-- Begin Document passage --

Wednesday, 2 April 2008

First Hello World program from CUDA

HELLO WORLD (CUDA)


Step 1:

cp -r template HelloWorld

NOTE:- CUDA documentation is under common\ cutil_readme.txt

step 2:

compile using make (for testing)

Step 3:

Change the template with (HelloWorld) in make file

Open the HelloWorld.cu and change the include template_kernel.cu to

// includes, kernels
#include <HelloWorld_kernel.cu>

NOTES:-

CUDA_DEVICE_INIT all the cuda initialization's under here

CUDA_SAFE_CALL tells how to call ( CUDA Routines)

Limitation is up to 32 threads


(HelloWorld_kernel.cu) Kernel is going to execute on GPU.

(HelloWorld.cu) and other will run on CPU.


Step 4:

Compile using make (should come up without any error)

-- End Document passage --
-- Begin Records provided --

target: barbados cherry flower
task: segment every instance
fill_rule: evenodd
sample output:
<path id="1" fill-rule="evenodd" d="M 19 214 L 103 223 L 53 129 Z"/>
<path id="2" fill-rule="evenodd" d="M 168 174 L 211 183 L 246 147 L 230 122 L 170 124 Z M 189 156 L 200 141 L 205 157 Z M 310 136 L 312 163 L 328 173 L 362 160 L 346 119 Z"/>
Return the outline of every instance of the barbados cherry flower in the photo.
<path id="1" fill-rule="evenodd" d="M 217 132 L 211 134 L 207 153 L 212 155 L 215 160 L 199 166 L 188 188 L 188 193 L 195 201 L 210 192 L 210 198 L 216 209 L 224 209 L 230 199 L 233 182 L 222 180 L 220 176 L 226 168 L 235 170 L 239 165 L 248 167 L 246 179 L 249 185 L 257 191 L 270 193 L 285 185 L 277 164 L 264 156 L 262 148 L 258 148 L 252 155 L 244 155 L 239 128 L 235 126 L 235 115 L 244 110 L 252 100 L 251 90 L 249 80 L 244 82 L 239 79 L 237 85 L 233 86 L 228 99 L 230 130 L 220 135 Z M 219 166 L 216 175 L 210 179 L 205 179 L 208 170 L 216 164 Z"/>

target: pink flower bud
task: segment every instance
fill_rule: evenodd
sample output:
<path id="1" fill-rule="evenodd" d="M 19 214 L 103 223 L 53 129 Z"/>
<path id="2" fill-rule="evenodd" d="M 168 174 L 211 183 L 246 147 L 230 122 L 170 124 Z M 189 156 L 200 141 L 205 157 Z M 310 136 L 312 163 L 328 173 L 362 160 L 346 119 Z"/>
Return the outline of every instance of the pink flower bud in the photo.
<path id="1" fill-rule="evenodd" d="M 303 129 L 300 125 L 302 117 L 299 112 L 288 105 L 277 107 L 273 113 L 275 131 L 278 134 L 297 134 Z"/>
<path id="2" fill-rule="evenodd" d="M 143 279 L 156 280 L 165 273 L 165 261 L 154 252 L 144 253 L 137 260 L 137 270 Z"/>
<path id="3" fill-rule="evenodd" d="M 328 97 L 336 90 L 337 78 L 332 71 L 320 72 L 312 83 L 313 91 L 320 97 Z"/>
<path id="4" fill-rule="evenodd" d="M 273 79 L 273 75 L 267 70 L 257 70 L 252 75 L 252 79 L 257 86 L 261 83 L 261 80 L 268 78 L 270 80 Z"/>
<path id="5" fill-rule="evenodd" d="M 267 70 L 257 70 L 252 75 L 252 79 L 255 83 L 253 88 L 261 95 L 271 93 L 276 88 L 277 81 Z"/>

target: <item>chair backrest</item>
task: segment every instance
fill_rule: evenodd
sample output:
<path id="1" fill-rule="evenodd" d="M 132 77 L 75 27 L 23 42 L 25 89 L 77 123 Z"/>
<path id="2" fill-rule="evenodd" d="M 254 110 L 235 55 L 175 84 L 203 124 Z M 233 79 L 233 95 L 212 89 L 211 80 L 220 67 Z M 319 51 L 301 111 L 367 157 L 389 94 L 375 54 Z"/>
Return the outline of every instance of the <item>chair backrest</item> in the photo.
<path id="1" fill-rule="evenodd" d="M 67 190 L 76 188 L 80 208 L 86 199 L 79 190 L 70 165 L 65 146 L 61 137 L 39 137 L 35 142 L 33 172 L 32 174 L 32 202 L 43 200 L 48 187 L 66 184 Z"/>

-- End Records provided --

### Exercises to complete:
- A) In the CUDA Hello World notes, why is the project compiled with make in step 2, before the template is renamed? Answer in one to three sentences.
- B) Extend the CUDA Hello World notes from the point where they stop.
The entries have nothing to do with the CUDA Hello World notes.

### Answers to the exercise:
- A) Step 2's compile with make is done for testing. It comes right after the template is copied into HelloWorld and before the template name is changed in the make file and the kernel include.

- B)
NOTE : - in this default example we will use the global memory area

Using cuda malloc it makes sure the data transfer is optimized


Step 5:

remove the reference code from the HelloWorld.cu file

NOTE:

* h_odata - CPU data
* d_odata - GPU data

------------------------------------------------
Final Working program
------------------------------------------------

==========================
HelloWorld_Kernel
==========================

/*
* Copyright 2008, Karen Hains, UWA (University of Western Australia).
* All rights reserved.
*
* NOTICE TO USER:
*
* This source code is subject to NVIDIA ownership rights under U.S. and
* international Copyright laws. Users and possessors of this source code
* are hereby granted a nonexclusive, royalty-free license to use this code
* in individual and commercial software.
*
* WE MAKES NO REPRESENTATION ABOUT THE SUITABILITY OF THIS SOURCE
* CODE FOR ANY PURPOSE. IT IS PROVIDED "AS IS" WITHOUT EXPRESS OR
* IMPLIED WARRANTY OF ANY KIND.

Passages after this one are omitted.